* Description of the task
Convert the records, from their first line through the line containing "x=205 y=120", into a JSON list of strings with one string per line, omitting any blank lines. Exclude the pictures from the output.
__________________________________________________
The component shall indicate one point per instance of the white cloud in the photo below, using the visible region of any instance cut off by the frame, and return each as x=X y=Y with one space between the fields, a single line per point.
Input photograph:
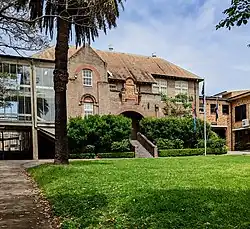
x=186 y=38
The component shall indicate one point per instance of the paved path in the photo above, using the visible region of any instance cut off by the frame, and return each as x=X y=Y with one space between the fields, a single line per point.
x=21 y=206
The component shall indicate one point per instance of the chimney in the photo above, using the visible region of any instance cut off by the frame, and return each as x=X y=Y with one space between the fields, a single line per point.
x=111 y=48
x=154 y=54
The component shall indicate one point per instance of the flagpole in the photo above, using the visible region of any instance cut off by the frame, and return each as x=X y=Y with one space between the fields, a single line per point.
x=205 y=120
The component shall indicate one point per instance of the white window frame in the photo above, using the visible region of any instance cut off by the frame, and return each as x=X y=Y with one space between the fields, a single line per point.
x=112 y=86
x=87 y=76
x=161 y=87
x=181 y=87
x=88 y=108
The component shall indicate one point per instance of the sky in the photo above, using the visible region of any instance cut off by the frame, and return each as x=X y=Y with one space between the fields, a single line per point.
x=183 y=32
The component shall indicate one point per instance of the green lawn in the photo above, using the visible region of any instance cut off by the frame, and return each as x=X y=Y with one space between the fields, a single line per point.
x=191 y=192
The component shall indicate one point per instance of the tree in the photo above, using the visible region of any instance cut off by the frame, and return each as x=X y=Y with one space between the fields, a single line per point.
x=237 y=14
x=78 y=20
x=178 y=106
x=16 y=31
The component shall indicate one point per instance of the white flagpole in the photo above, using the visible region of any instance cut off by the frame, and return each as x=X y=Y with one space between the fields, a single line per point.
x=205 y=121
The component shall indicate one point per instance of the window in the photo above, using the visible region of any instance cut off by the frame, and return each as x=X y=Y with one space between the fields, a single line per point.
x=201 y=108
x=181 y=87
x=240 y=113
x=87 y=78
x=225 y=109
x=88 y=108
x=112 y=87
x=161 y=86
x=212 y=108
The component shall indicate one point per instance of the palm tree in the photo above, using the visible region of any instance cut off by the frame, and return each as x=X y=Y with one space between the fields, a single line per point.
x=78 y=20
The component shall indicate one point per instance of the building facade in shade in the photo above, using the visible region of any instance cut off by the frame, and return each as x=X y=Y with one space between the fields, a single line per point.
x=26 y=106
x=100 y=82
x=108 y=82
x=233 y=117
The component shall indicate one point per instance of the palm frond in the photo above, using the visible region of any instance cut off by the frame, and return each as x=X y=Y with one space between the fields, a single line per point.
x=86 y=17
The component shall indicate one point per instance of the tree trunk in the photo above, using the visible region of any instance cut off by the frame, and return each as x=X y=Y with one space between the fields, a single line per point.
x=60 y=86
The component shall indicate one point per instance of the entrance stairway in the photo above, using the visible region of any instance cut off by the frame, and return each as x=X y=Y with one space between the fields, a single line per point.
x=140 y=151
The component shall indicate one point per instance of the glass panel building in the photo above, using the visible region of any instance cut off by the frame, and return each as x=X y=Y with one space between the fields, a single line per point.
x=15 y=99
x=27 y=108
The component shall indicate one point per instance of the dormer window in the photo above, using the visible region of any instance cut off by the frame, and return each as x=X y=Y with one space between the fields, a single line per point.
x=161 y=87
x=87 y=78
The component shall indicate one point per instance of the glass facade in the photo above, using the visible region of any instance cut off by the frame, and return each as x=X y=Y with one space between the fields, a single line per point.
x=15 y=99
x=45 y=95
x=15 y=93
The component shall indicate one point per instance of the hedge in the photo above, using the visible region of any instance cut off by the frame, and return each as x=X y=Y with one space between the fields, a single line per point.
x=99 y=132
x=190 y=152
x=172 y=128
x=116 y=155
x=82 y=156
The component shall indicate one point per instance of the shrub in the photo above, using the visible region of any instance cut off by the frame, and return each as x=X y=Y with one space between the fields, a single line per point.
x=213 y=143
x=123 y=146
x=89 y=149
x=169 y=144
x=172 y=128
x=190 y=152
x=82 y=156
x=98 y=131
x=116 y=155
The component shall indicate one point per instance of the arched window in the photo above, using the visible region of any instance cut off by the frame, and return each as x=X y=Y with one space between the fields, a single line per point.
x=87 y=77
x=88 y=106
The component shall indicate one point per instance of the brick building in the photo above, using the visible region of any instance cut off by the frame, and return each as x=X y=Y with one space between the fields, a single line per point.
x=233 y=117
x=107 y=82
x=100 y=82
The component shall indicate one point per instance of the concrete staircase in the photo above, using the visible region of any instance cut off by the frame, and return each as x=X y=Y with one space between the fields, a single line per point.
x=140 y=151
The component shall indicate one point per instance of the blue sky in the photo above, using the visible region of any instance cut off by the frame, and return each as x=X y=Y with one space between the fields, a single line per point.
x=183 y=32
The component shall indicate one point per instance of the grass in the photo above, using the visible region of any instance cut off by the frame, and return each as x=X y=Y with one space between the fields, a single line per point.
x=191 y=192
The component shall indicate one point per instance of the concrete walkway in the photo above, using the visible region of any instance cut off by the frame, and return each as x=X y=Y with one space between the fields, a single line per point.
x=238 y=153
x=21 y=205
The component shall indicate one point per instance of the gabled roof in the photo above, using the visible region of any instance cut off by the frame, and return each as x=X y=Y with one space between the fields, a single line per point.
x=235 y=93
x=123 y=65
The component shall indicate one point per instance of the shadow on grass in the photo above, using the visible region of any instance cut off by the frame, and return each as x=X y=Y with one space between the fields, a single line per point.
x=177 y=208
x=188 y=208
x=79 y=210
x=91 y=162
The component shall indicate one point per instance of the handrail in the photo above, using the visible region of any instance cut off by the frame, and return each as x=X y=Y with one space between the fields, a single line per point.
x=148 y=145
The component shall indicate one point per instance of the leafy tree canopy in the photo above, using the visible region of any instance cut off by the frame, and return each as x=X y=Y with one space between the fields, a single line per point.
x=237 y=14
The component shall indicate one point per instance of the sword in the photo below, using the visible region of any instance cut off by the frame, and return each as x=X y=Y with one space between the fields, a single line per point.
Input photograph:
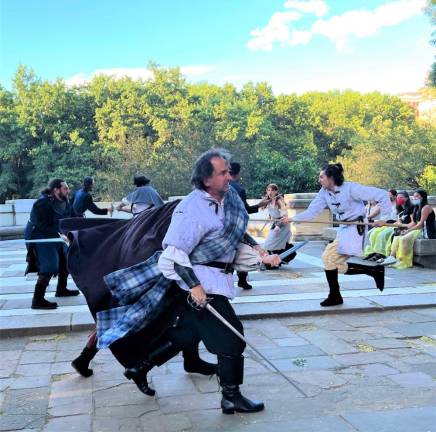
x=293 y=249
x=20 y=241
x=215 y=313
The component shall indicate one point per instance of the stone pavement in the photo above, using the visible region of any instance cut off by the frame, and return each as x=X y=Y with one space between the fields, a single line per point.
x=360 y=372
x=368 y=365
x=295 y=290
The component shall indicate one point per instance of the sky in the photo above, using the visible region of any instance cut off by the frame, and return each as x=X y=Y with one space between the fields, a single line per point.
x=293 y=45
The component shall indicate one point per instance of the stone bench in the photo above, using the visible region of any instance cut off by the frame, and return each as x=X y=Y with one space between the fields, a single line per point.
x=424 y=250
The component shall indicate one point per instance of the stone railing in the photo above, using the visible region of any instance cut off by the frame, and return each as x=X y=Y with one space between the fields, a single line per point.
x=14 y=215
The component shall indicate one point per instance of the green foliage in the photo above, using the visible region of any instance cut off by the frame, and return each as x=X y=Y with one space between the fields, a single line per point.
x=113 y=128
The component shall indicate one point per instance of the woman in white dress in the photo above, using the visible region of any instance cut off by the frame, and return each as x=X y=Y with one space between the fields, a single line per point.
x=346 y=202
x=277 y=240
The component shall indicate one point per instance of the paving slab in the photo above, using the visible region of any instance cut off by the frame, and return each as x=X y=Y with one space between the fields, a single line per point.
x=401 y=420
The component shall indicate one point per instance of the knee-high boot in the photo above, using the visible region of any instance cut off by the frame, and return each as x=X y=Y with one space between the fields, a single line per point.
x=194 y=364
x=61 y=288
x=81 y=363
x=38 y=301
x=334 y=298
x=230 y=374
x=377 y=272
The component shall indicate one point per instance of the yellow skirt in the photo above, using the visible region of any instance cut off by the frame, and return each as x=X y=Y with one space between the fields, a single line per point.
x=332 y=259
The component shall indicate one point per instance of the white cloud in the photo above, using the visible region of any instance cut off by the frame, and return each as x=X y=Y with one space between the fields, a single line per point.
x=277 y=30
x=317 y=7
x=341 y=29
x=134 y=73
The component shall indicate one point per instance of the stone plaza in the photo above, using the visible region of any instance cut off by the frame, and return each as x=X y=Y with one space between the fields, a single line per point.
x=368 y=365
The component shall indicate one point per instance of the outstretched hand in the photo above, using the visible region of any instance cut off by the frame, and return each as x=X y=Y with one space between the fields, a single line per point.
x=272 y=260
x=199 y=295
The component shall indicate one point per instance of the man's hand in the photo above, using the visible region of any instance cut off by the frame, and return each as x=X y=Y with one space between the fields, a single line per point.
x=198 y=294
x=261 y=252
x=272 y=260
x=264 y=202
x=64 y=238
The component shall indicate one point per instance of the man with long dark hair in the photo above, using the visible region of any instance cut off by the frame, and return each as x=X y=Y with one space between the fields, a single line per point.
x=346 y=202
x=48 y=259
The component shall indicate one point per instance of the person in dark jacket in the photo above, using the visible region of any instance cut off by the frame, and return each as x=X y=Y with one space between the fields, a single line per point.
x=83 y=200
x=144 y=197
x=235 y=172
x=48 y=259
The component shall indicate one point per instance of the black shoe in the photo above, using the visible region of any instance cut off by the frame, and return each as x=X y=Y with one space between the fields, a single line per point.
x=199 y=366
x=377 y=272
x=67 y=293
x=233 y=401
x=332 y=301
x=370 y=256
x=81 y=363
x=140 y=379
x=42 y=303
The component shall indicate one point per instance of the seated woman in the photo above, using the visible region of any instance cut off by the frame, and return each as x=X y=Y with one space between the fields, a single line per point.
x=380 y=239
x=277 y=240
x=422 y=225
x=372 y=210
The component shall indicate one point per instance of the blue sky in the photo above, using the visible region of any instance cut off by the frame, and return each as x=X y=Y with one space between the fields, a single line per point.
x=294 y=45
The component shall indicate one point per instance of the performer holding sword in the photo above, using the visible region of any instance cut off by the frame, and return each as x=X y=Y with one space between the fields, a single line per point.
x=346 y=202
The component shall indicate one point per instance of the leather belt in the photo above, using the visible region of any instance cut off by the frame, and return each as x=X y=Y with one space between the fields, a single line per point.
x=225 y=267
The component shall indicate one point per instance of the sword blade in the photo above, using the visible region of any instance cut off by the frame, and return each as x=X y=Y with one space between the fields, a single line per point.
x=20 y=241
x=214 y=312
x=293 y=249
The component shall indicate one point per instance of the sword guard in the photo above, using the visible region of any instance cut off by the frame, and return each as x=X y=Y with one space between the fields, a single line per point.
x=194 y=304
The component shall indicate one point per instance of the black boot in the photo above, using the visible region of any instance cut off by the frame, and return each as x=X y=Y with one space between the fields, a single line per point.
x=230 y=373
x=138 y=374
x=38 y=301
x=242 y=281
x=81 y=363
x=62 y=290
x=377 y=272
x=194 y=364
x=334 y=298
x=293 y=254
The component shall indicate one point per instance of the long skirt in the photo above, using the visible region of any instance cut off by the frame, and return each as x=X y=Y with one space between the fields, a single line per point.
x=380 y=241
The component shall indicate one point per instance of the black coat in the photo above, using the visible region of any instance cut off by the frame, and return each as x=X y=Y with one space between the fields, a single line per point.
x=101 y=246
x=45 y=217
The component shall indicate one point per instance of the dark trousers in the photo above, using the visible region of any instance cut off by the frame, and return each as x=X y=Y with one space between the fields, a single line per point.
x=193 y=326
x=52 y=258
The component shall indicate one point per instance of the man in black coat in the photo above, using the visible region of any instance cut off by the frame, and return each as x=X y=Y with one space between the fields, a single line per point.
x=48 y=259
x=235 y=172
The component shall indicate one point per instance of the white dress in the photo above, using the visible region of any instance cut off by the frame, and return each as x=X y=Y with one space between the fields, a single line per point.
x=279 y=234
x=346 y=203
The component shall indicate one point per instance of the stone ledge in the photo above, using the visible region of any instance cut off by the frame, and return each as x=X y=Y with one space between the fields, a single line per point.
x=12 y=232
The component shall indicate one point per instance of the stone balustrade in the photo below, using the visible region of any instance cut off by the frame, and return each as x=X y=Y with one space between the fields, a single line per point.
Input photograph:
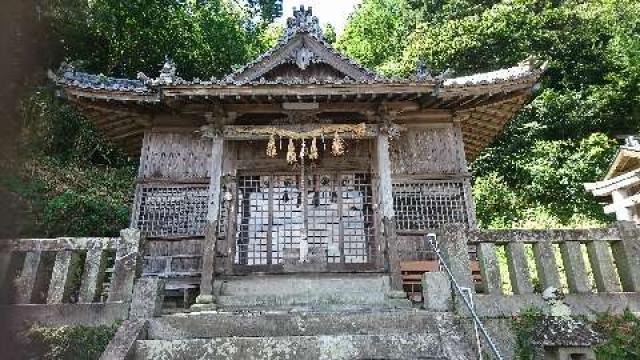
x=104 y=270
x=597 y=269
__________________________________________________
* Output of the task
[
  "The component shall indicate one point per instance of the white cloud in the photo below, using the visible region of any instance cut off by the frame, and return each as x=X y=Y with one space between the fields, a single line per point.",
  "Input photograph:",
  "x=186 y=38",
  "The component shall indicate one point per instance of the paved path in the photo above, using the visible region of any instance cut off by the frame, and return each as x=X y=Y with one space between the fields, a single line per point.",
  "x=21 y=206",
  "The component shall indicate one point per instance of the chimney in the photo above, using the visible region of any instance cut off by the frame, and return each as x=X y=Y with one space between the fields, a single line per point.",
  "x=111 y=48",
  "x=154 y=54",
  "The component shall indicate one point per instance of the flagpole in the photo above, using the visible region of any instance cut off by the frame, and return each as x=X y=Y with one space between the fields, a single line per point.",
  "x=205 y=120"
]